(Dataset excerpts on object pointing)
——
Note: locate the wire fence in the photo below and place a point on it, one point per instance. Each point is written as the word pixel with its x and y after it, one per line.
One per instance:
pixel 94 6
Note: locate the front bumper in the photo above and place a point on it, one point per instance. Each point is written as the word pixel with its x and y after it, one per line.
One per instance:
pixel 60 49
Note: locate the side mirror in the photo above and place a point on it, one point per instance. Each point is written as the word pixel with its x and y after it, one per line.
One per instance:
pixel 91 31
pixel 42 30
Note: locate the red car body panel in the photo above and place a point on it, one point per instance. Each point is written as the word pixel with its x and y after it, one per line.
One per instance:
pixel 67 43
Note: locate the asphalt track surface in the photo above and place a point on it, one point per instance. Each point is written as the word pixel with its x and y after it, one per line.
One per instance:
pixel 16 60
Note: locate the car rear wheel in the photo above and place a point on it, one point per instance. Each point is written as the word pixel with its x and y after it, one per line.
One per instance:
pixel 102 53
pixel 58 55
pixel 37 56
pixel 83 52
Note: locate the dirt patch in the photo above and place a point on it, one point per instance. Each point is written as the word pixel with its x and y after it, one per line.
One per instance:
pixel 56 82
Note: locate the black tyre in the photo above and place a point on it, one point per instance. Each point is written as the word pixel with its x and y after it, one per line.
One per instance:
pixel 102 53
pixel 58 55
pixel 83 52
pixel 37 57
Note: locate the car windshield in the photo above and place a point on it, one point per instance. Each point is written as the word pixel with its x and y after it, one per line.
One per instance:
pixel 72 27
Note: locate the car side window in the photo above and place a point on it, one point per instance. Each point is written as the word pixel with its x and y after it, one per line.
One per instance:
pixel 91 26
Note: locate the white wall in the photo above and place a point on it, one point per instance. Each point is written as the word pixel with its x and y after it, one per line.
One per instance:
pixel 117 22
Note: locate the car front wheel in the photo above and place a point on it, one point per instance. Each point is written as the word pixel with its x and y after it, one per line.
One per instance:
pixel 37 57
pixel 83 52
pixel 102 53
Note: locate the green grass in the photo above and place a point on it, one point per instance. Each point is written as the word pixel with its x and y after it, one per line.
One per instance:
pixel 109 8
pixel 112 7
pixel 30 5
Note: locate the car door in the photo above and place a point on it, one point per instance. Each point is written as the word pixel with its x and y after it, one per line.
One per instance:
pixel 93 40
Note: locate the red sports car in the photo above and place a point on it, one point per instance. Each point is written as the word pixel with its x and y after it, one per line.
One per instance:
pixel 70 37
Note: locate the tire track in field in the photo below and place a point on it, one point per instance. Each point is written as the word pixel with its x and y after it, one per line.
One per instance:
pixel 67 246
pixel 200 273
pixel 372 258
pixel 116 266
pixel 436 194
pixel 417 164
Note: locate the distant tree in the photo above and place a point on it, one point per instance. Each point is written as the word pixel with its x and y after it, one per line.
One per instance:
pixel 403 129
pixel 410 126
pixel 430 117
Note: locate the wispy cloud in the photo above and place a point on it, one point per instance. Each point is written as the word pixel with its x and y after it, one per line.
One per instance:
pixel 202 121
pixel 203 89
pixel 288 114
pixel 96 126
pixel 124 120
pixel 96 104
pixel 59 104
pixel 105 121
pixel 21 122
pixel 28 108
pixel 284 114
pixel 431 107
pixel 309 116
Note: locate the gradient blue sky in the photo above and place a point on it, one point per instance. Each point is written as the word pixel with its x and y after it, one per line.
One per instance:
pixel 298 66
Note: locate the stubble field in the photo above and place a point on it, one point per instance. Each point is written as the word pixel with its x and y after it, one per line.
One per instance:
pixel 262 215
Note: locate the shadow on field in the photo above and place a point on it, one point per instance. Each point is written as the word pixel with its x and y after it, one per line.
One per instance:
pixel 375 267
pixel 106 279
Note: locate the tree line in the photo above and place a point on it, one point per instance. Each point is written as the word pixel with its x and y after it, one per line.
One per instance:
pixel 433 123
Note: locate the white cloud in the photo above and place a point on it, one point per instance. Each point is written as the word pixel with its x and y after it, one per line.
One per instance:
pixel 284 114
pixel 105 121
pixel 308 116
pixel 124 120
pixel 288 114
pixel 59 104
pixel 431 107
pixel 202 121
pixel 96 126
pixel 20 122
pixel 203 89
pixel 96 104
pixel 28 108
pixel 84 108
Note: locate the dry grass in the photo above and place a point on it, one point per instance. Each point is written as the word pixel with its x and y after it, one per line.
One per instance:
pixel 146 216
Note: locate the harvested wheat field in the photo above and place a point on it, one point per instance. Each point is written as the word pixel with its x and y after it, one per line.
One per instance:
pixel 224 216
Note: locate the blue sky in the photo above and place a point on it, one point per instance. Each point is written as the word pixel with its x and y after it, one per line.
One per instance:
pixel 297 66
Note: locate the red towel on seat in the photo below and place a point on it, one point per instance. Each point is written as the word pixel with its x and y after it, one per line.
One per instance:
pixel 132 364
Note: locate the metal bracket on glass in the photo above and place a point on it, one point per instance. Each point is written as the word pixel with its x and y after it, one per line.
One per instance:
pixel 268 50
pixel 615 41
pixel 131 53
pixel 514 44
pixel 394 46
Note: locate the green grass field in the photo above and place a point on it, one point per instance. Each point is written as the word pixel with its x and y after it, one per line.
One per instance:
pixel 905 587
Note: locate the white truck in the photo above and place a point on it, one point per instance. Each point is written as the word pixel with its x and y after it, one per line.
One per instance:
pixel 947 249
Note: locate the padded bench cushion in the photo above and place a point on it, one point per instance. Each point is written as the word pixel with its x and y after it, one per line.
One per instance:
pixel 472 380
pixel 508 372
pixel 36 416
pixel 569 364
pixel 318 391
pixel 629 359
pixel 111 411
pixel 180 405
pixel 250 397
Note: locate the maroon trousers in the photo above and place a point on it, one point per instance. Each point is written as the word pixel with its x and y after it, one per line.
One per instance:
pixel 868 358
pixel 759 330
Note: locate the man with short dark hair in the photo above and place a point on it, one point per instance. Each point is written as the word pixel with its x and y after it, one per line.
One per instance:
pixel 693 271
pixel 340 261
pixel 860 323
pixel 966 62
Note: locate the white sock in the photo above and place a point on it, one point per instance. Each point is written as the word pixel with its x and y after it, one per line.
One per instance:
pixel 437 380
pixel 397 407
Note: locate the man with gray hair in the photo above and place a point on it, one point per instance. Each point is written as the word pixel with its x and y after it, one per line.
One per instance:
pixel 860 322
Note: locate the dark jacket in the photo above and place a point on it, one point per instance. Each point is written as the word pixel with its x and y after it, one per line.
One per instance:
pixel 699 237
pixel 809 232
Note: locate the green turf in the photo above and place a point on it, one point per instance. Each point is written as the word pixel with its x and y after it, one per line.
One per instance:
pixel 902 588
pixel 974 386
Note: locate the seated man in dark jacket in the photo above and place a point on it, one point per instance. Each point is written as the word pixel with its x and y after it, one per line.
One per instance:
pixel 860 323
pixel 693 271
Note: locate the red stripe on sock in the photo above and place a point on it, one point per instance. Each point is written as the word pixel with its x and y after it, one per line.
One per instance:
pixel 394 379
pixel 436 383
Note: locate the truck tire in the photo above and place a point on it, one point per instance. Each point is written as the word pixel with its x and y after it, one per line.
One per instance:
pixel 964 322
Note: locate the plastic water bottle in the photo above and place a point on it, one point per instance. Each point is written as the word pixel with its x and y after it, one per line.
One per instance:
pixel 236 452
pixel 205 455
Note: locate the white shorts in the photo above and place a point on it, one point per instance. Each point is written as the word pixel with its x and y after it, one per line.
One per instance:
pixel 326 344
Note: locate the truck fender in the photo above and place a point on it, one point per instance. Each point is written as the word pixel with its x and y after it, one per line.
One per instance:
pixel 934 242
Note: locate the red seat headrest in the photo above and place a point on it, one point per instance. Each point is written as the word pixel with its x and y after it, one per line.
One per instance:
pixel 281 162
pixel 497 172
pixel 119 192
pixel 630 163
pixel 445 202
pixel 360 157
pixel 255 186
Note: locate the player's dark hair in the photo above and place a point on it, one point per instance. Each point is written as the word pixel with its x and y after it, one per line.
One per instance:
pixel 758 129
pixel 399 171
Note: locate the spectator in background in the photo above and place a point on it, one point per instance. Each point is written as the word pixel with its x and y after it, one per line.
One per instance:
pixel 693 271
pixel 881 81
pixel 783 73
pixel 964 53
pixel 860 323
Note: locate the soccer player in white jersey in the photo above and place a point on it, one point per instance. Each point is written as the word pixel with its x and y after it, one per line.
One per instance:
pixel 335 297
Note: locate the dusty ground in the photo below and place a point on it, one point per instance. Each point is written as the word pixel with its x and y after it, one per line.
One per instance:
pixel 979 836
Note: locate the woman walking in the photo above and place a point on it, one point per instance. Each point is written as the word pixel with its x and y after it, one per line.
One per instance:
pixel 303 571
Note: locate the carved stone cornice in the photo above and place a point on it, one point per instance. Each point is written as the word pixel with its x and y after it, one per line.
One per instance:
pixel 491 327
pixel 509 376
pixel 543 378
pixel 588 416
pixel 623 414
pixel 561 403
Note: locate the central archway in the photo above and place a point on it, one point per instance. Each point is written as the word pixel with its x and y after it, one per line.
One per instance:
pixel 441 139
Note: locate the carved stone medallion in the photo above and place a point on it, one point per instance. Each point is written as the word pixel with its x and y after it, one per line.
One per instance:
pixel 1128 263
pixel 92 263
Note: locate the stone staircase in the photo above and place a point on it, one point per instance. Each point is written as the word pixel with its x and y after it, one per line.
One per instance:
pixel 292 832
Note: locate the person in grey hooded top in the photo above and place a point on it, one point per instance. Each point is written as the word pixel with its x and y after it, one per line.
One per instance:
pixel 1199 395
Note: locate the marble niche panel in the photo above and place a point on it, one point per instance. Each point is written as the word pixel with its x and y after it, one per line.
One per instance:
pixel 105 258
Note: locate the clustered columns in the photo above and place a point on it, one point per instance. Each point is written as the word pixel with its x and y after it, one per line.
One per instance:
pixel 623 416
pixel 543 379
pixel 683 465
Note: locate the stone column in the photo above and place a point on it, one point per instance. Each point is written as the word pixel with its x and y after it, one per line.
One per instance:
——
● **SET TASK**:
Copy the stretch from the line containing "Note: locate the black" through the line containing "pixel 91 26", swapping "locate" for "find" and leaving the rest as is.

● **WRITTEN ANSWER**:
Note: find the black tyre in the photo above and place a point on it, one point per instance. Each point is written as the word pixel with its x and y after it, one per line.
One per instance:
pixel 102 53
pixel 58 55
pixel 83 52
pixel 37 57
Note: find the car windshield in the photo above and place a point on it, one point per instance. Each point is written as the word pixel with its x and y after it, one per line.
One per instance:
pixel 72 27
Note: find the car side window in the photo above and place a point on it, one point per instance. Each point is written as the word pixel with its x and y after it, one per line.
One per instance:
pixel 91 26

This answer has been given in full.